Remove Duplicates from Sorted Array
LeetCode #26 · Easy · Arrays · C++ solution with worked-out approach and complexity analysis.
Approach
Two-pointer (fast-slow)
Use 'uniq' as the position to write the next unique element. Iterate through the array; when we find a value greater than the last unique value, we write it to nums[uniq] and increment uniq. This works because the array is sorted.
Time
O(n)
Space
O(1)
Problem description(from LeetCode)
Given an integer array nums sorted in non-decreasing order, remove the duplicates in-place such that each unique element appears only once. The relative order of the elements should be kept the same. Then return the number of unique elements. Do not allocate extra space for another array; you must do this by modifying the input array in-place with O(1) extra memory.

■ **What you have to do**:
On the page about removing duplicates from a sorted array:
1. What position does 'uniq' mark?
2. What space complexity does the page give?
3. In what order is nums sorted?
Rely only on the page about removing duplicates from a sorted array.

■ **Provided material**:
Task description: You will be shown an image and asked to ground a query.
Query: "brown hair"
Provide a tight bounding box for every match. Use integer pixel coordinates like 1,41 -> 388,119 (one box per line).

■ **Full response**:
1. The position to write the next unique element.
2. O(1).
3. Non-decreasing order.